(SELECTED TEXT Opens)
Understanding the human body can take years of research, science and patience. Over the course of time, we begin to learn more about our bodies and if any part of it isn’t functioning the way it should be, then we become alarmed. Thankfully, medicine has become very advanced, providing various solutions depending on the situation. One of the health concerns many people have is Stress Incontinence - which is the unintentional loss of urine. This is more common in women, in comparison to men. Simple activities and actions such as laughing, coughing, lifting heavy objects or anything which puts pressure on your bladder can increase the risk of Stress Incontinence. If you have ever felt the need to cross your legs before coughing or afraid of laughing too hard incase urine leaks onto your pants, then this can be a sign that it’s time to seek medical assistance to gain further clarity.
To determine the diagnosis, your healthcare provider will ask specific questions and request certain physical exams to be done. Additionally, a urine sample may be required to test for infection, traces of blood or other abnormalities. If Stress Incontinence is the diagnosis, then your medical professional will present you with various solutions to guide you through and make you feel comfortable. Although surgical intervention is an option to treat Stress Incontinence, many people choose to opt in for less invasive procedures that can help control this condition. Devices designed specifically for women, have been proven to help relief the symptoms of Stress Incontinence. Below are a few recommendations:
- Vaginal Pessary: This device comes in the shape of a circle/ring and fits in the vagina. The two bumps on the rings sit on each side of the urethra. The Vaginal Pessary helps prevent urine leakage, especially in the event ones bladder has dropped (prolapsed). The initial procedure is inserted by the healthcare provider and a routine check up is done every once in remove and clean the device as well as the area it was inserted in.
- Urethral Inserts: This is a disposable device similar to a tampon, which is inserted into the urethra, creating a barrier that helps prevent leakage. This is more temporary than the Vaginal Pessary and can be worn up to 8 hours a day and used mainly for days where heavy activities will be expected, whether its running, lifting heavy items or exercising.
Aside from urine leakage, many other side effects can accompany this condition. People often feel embarrassment and anxiety from the impacts of Stress Incontinence on normal daily life activities. Treatment for this, whether it's the use of the devices or surgery, can help reduce the mental and physical strain it creates. Speaking with your doctor will provide further reassurance and they will decide on what type of treatment best fits your needs. Whichever method you choose, keeping a positive attitude and having a good support system will also be a major factor that helps get through Stress Incontinence.
(SELECTED TEXT Closes)
(INFORMATION SUPPLIED Opens)
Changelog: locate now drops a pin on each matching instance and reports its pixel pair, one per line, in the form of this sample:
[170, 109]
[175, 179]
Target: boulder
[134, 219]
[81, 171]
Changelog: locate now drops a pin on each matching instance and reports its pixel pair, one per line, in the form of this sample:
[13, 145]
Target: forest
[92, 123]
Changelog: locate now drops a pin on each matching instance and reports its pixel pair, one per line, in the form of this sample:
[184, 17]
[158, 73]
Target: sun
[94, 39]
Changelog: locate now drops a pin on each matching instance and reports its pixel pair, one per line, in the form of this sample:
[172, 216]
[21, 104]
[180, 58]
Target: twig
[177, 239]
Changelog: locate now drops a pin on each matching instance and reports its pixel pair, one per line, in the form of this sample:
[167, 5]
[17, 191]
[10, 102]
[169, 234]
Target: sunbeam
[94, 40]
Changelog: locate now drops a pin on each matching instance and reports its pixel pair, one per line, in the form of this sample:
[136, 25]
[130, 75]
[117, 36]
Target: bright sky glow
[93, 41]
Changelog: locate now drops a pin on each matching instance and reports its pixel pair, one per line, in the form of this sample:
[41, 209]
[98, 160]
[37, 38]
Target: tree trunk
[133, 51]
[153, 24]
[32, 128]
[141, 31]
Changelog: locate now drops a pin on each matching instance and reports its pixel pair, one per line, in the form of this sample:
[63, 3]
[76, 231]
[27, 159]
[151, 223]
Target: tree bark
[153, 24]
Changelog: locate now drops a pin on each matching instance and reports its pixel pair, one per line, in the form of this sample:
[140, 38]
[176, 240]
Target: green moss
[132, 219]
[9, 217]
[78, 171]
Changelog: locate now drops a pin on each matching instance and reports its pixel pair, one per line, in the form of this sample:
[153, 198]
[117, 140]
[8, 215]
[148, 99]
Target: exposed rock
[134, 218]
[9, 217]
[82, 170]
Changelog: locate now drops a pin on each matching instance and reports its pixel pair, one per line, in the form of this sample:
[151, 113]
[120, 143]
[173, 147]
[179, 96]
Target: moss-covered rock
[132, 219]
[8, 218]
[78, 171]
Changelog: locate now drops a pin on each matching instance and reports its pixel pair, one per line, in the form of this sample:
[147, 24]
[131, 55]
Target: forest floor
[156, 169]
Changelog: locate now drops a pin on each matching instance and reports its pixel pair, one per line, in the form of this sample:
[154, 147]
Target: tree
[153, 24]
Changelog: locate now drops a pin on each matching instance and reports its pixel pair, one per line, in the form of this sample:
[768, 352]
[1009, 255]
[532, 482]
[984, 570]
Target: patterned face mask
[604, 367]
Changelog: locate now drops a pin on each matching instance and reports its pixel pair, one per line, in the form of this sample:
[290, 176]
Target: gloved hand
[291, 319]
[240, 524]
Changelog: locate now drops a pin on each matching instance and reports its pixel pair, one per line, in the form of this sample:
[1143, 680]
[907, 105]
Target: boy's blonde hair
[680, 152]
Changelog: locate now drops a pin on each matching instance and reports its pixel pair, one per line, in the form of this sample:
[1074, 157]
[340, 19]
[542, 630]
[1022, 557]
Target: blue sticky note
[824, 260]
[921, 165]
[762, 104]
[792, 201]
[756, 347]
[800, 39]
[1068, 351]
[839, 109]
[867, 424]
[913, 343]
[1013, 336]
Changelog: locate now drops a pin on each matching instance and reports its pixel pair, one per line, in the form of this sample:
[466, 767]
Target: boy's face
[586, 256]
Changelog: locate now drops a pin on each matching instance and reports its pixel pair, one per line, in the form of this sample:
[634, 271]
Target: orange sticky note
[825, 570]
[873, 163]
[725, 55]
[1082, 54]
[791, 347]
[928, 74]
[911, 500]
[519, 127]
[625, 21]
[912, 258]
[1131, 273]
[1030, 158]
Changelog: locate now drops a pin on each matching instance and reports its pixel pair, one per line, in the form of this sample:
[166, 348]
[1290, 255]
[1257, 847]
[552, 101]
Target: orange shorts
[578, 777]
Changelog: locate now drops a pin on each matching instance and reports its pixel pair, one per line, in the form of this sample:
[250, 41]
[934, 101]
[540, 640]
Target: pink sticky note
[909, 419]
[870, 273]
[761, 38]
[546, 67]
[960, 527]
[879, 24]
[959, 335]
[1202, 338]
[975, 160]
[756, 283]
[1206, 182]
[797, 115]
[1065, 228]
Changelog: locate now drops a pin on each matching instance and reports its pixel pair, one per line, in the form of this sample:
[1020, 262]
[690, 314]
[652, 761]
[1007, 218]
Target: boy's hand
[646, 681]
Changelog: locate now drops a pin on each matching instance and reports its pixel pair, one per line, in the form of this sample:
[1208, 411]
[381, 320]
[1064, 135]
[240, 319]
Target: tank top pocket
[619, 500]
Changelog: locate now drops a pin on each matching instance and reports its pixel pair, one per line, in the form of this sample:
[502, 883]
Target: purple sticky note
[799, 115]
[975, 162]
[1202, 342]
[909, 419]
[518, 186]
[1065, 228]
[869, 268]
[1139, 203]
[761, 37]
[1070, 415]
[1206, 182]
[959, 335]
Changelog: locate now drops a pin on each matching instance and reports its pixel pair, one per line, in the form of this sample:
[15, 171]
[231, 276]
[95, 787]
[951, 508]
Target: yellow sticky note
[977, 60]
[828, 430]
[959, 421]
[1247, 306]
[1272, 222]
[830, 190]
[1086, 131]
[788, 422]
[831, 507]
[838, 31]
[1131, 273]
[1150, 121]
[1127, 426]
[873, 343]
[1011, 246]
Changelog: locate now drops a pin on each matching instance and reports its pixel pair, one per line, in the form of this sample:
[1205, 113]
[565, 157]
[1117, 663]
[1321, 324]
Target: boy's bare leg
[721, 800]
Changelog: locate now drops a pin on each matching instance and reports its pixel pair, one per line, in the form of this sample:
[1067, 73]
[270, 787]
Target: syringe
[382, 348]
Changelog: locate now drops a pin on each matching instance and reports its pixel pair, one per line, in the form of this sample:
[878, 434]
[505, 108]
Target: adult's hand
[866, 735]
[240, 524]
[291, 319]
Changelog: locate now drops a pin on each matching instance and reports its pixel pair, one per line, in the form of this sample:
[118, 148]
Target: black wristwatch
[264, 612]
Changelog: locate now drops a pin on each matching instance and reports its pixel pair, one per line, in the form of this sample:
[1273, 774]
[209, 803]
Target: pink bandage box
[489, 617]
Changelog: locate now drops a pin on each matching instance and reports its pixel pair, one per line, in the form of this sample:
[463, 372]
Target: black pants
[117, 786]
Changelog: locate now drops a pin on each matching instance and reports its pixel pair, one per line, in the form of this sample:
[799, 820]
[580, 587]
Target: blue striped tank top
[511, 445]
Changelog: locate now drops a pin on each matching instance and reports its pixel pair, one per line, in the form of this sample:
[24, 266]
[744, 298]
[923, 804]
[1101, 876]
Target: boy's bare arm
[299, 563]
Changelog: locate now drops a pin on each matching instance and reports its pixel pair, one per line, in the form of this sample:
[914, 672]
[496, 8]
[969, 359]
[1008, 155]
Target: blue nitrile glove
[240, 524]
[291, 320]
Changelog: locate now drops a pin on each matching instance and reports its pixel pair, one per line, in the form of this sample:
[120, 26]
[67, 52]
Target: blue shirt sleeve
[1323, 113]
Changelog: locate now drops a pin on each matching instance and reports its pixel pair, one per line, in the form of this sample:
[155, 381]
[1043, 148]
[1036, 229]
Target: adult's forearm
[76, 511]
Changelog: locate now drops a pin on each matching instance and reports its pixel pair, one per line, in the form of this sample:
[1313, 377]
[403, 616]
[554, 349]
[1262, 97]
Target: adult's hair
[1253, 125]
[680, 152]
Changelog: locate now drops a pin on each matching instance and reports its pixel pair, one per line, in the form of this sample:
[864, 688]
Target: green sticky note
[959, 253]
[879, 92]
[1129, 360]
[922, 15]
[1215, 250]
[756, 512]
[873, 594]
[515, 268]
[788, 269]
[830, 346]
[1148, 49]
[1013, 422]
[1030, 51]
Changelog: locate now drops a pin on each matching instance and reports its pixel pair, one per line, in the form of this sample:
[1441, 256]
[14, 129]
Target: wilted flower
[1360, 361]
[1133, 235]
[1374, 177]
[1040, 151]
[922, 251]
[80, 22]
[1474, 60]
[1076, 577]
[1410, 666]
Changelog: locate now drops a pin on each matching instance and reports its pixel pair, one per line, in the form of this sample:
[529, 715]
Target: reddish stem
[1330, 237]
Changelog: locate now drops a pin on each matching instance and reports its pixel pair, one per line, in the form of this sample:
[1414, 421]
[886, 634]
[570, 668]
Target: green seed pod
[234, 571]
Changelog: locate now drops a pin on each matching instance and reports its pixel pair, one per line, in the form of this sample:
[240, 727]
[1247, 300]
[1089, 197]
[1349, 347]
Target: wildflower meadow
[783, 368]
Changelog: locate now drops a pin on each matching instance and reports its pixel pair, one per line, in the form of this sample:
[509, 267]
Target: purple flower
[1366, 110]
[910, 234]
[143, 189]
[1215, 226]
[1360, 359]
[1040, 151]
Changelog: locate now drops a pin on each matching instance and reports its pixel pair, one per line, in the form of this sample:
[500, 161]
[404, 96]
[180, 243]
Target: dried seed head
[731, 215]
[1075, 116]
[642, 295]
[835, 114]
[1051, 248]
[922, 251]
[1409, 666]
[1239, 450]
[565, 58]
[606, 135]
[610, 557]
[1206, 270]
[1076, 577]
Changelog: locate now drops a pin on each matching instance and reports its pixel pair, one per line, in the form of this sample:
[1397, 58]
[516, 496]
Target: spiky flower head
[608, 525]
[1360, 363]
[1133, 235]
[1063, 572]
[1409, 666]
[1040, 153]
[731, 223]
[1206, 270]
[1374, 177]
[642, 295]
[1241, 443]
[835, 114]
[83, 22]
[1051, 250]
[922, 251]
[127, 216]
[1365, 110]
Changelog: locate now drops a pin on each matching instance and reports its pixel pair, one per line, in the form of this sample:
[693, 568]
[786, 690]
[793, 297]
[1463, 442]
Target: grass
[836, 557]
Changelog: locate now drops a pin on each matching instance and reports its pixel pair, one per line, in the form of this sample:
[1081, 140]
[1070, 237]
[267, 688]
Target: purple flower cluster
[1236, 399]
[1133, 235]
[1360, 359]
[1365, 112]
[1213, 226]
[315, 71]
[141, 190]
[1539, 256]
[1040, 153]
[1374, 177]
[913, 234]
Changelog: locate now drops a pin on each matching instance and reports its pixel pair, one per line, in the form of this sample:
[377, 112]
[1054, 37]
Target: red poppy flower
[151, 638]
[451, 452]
(INFORMATION SUPPLIED Closes)
TASKS TO PERFORM:
A. According to the stress incontinence text, for up to how many hours a day can a urethral insert be worn?
B. Turn the paragraph of the stress incontinence text that begins "Aside from urine leakage" into a short bulleted list that keeps its main facts.
The rows were taken from a separate source.

OUTPUTS FOR THE TASKS:
A. Up to 8 hours a day.

B.
- Stress incontinence can bring side effects beyond urine leakage.
- People often feel embarrassment and anxiety because of its impact on normal daily activities.
- Treatment, whether devices or surgery, can help reduce the mental and physical strain.
- A doctor can offer reassurance and will decide which treatment best fits a person's needs.
- A positive attitude and a good support system are also major factors in getting through the condition.